> Consigne écrite 1
Réécrivez sous forme de liste le paragraphe de l’article qui commence par « En adoptant les principes des smartphones ». Conservez ses faits principaux.
> Consigne écrite 2
Reprenez l’article sur les écrans intégrés aux voitures là où il s’arrête et poursuivez-le.

> Article
===============
L’intégration des écrans dans les voitures a profondément transformé l’expérience utilisateur et engendre des défis majeurs en matière de distraction et de sécurité. En remplaçant les commandes physiques traditionnelles et en s’inspirant des smartphones — qui font pourtant l’objet d’interdictions légales au volant et de campagnes de sécurité routière — ces interfaces numériques nécessitent une attention accrue de la part du conducteur, qui doit détourner son regard de la route pour naviguer sur l’écran tactile [Fig. 13], augmentant ainsi les risques d’accidents. Selon une étude récente d’Assurance Prévention, « 16 % des accidents mortels ont été causés par le téléphone [au volant] en 2020 »1, les mêmes dangers existent dans l’usage des écrans intégrés aux automobiles. Une étude de l’organisme international Euro NCAP indique que les écrans tactiles, bien qu’ergonomiques en apparence, sont une source majeure d’inattention2.

[Fig. 13] Conducteur distrait par l’écran tactile central.

Source : Passion and car.

En adoptant les principes des smartphones pour rendre l’expérience interactive, simple et intuitive dans leur véhicule, les utilisateurs retrouvent une navigation tactile avec une organisation hiérarchisée, des menus, des icônes et des animations fluides. Cependant, leurs contextes d’usage diffèrent : tandis que les smartphones sont conçus pour une utilisation active, prolongée et personnalisée, les interfaces automobiles doivent réduire au maximum les distractions visuelles et cognitives, pour préserver la sécurité. Pour ce faire, ces dernières privilégient des actions directes et limitées, via des commandes vocales, ou haptiques. La hiérarchie des informations visuelles s’adapte, ainsi la vitesse ou les alertes occupent des positions stratégiques à hauteur des yeux, tandis que les fonctions secondaires se trouvent dans des menus [Fig. 14] ou sont accessibles via des raccourcis.

[Fig. 14] Écran tactile de la Tesla Model 3 (2018) intégrant des menus.
===============
> Lignes enregistrées
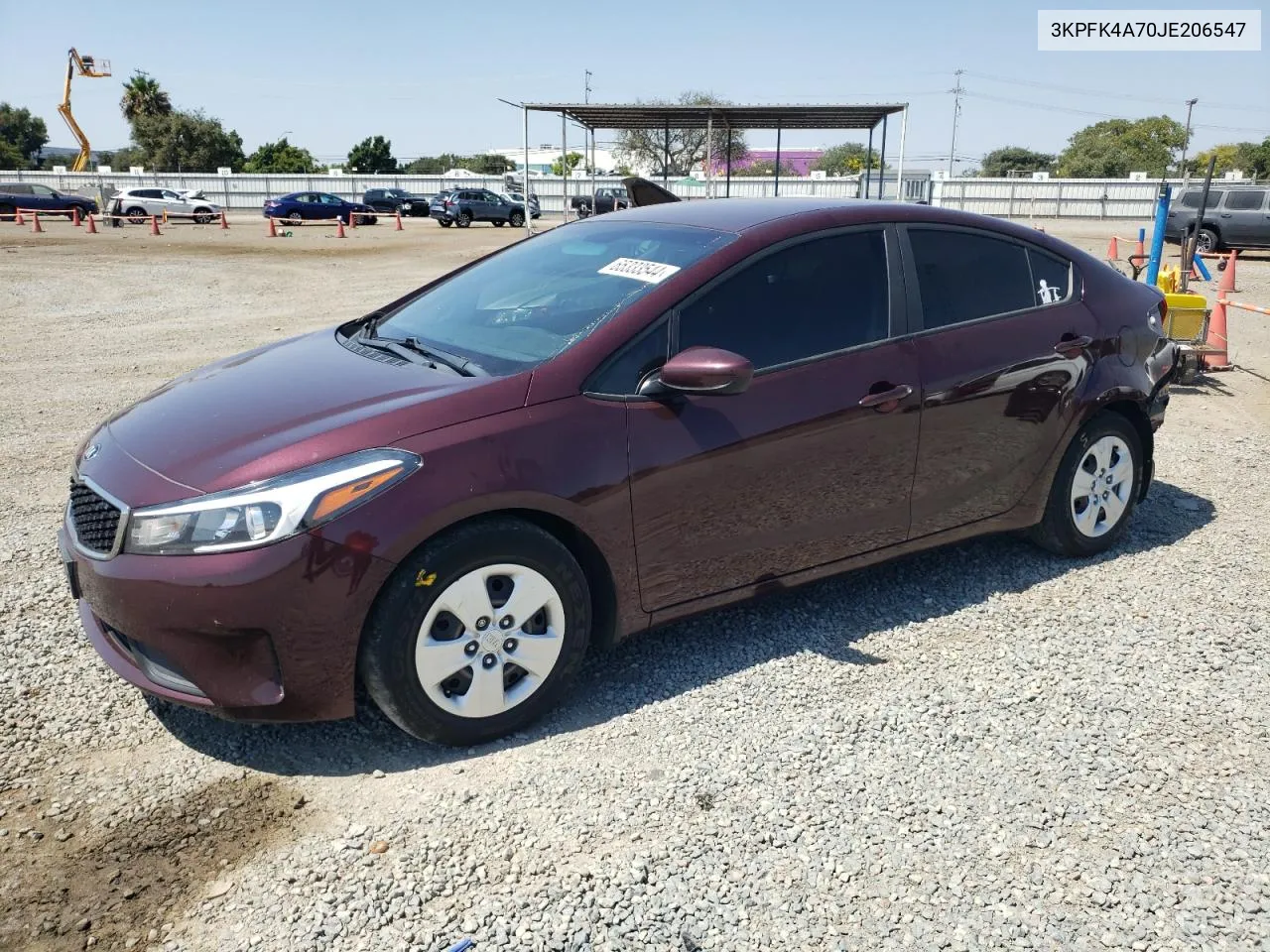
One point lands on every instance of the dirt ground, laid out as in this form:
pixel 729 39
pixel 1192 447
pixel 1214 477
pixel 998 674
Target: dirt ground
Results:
===============
> Réponse 1
- Les principes des smartphones sont repris dans le véhicule : les utilisateurs y retrouvent une navigation tactile, une organisation hiérarchisée, des menus, des icônes et des animations fluides.
- Les contextes d’usage diffèrent. Les smartphones sont conçus pour une utilisation active, prolongée et personnalisée. Les interfaces automobiles doivent au contraire réduire au maximum les distractions visuelles et cognitives, pour préserver la sécurité.
- Pour cela, elles privilégient des actions directes et limitées, par commandes vocales ou haptiques.
- La hiérarchie visuelle s’adapte : la vitesse et les alertes sont placées à hauteur des yeux. Les fonctions secondaires sont rangées dans des menus ou accessibles par des raccourcis.

> Réponse 2
Source : capture d’écran de « Tesla Model 3 I Head Unit I Interior & HMI Review I US model 2018 » (screens, YouTube).

Ces préoccupations ont mené à de nouvelles analyses des standards de sécurité, afin de ne pas compromettre l’attention du conducteur. En effet, à partir de 2026, l’Euro NCAP — qui réalise une notation du niveau de sécurité des voitures — exigera des boutons physiques ou des molettes pour des fonctions essentielles comme les clignotants, les feux de détresse, les essuie-glaces, etc.

Outre la distraction, les écrans tactiles posent également des défis liés à la connectivité croissante des véhicules. Les bugs techniques et les risques de piratage sont des problématiques qui inquiètent et créent de plus en plus de frustrations chez les utilisateurs. Ces failles logicielles s’ajoutent aux défaillances mécaniques classiques et peuvent entraîner des dysfonctionnements critiques ou compromettre des données sensibles, renforçant la nécessité d’une conception sécurisée et robuste des interfaces.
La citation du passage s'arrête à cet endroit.